▶ Written exercise
Reproduce all of the lines below verbatim, leaving out the pictures.

▶ Input for this task
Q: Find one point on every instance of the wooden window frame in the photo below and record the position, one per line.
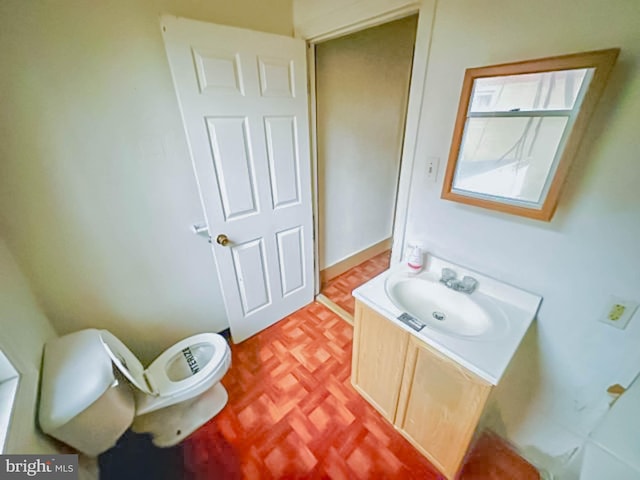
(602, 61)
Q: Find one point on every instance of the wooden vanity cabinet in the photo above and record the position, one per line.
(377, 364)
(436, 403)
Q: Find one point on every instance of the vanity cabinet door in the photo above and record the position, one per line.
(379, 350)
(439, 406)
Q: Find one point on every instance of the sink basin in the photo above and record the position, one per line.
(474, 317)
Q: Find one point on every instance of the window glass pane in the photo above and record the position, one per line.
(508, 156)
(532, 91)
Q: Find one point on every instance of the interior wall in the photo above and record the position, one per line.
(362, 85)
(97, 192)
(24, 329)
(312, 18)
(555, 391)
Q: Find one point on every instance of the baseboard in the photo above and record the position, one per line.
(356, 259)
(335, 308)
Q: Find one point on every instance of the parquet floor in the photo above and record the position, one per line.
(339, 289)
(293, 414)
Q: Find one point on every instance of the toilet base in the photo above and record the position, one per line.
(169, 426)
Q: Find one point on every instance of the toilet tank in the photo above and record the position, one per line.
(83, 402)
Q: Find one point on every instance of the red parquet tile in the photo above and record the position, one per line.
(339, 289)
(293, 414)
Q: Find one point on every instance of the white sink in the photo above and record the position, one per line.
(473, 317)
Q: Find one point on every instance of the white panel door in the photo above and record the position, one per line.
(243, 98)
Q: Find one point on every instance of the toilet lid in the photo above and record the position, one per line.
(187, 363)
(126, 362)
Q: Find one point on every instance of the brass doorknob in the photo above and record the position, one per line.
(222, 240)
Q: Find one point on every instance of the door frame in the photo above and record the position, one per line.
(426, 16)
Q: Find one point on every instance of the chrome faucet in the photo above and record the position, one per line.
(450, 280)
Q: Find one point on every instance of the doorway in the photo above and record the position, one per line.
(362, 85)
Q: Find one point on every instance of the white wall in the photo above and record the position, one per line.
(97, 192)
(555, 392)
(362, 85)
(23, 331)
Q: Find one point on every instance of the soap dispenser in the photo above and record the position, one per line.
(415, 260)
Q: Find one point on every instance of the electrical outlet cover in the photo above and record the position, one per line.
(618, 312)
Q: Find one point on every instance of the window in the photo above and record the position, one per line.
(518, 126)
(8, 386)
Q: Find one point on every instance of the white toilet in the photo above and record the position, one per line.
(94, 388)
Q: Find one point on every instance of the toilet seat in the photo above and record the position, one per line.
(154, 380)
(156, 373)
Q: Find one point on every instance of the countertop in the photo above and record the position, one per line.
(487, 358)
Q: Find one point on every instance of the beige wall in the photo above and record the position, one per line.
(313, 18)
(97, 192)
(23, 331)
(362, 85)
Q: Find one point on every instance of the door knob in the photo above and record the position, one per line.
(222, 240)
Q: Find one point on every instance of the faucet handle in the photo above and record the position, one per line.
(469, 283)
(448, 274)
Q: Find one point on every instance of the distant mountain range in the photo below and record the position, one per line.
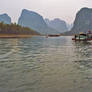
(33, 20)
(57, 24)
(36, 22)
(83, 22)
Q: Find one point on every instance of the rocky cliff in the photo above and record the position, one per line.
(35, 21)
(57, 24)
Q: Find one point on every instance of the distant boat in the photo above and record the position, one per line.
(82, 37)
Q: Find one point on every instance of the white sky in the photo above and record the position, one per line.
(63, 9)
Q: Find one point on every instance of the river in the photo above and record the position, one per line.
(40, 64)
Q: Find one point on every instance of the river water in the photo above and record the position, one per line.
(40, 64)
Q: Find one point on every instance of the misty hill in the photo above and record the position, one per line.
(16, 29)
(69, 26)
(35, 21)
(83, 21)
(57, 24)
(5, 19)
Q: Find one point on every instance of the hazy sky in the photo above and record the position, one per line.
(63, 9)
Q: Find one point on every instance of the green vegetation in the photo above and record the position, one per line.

▶ Response to the task
Q: Find one point on every instance of the wooden window frame in the photo below and record the position, one per line.
(602, 61)
Q: Find one point on every instance of the wooden vanity cabinet in the photo above and record the position, one per line.
(377, 364)
(436, 403)
Q: Find one point on every instance of the vanity cabinet door in the photo above and record the position, one per line.
(379, 350)
(439, 406)
Q: Find one point on every instance of the sink basin in the photo above and record the position, one per line.
(474, 317)
Q: Find one point on every instance of the window glass pane in the photo above and record the position, one per line.
(508, 156)
(532, 91)
Q: Find one point on every instance of the interior wall in the photo above and record the position, one per line.
(362, 85)
(97, 192)
(24, 329)
(312, 18)
(555, 391)
Q: Find one point on every instance of the baseboard in the photo above and record the position, one per line.
(356, 259)
(335, 308)
Q: Find one point on every instance of the parquet floor in the photo above and record the position, one per line.
(339, 289)
(293, 414)
Q: Find one point on every instance of the toilet base in the photo above and record the position, one per line.
(169, 426)
Q: Find one point on every instance of the toilet tank in the photo above and record the position, one per line.
(83, 402)
Q: Find one point on every instance of the red parquet tile in the photo above and record the position, one per line.
(339, 289)
(293, 414)
Q: Find one point on every instance of the white sink in the photo above and record the position, one per line.
(473, 317)
Q: Find one point on every instance of the white panel door in the photo above and record the position, one per line.
(243, 98)
Q: Find one point on every instance of the toilet lid in the photo above and record the position, one per line.
(187, 363)
(126, 362)
Q: Find one point on every instance of the brass doorknob in the photo above and record the position, one per line.
(222, 240)
Q: Find one point on every instance of the door frame in the photo above and record the position, one per line.
(426, 16)
Q: Find one point on every instance of the chrome faucet in the photo above and record the position, one per line.
(450, 280)
Q: Find one point on every instance of the doorway in the photo above and record the position, one per line.
(362, 85)
Q: Find one point on every instance of the white wall in the photo above and record the position, one per line.
(97, 192)
(555, 392)
(362, 85)
(23, 331)
Q: Find one point on every instance of the soap dispenser in the photo above and record the position, one per line.
(415, 260)
Q: Find one point on every instance of the electrical outlet cover in the photo above and record the position, one per line.
(618, 312)
Q: Find one point on every instance of the window in the photo above and record the position, one per line.
(518, 126)
(8, 386)
Q: Find one point on every instance of the white toilet in the photo above and record the position, one per line.
(94, 388)
Q: Find one point on every instance of the toilet seat in the photo above and record the position, one per line.
(154, 380)
(156, 373)
Q: Find one point on every instance of the countertop in the photo above and record the position, one per line.
(487, 358)
Q: Find one point on every instance of the beige wall in the photo above and record the position, one per line.
(313, 18)
(97, 192)
(23, 331)
(362, 85)
Q: Find one point on every instance of the door knob in the photo above and record the position, one per line.
(222, 240)
Q: Find one point on every instance of the faucet handle in the photo above and record the position, one per line.
(469, 283)
(448, 274)
Q: Find one point on every instance of the distant mountain range in the photo below and record the position, one per line.
(33, 20)
(57, 24)
(36, 22)
(83, 22)
Q: Find one point on every instance of the rocky cliff in the photo above and record the position, one per line.
(35, 21)
(57, 24)
Q: Find one point on every instance of the distant boat in the photo above and record the position, one per line.
(82, 37)
Q: Find one point on every instance of the white sky in the photo above and record the position, one per line.
(63, 9)
Q: Find one point on every instance of the river in the photo above and record the position, one per line.
(40, 64)
Q: Find one point on every instance of the river water in the photo above and record the position, one per line.
(40, 64)
Q: Find one point on every instance of the misty hill in the photo above and record the position, one per line.
(16, 29)
(69, 26)
(35, 21)
(83, 21)
(57, 24)
(5, 19)
Q: Find one point on every instance of the hazy sky in the photo above and record the position, one per line.
(63, 9)
Q: Find one point on every instance of the green vegetation in the photo above and record the position, one per line.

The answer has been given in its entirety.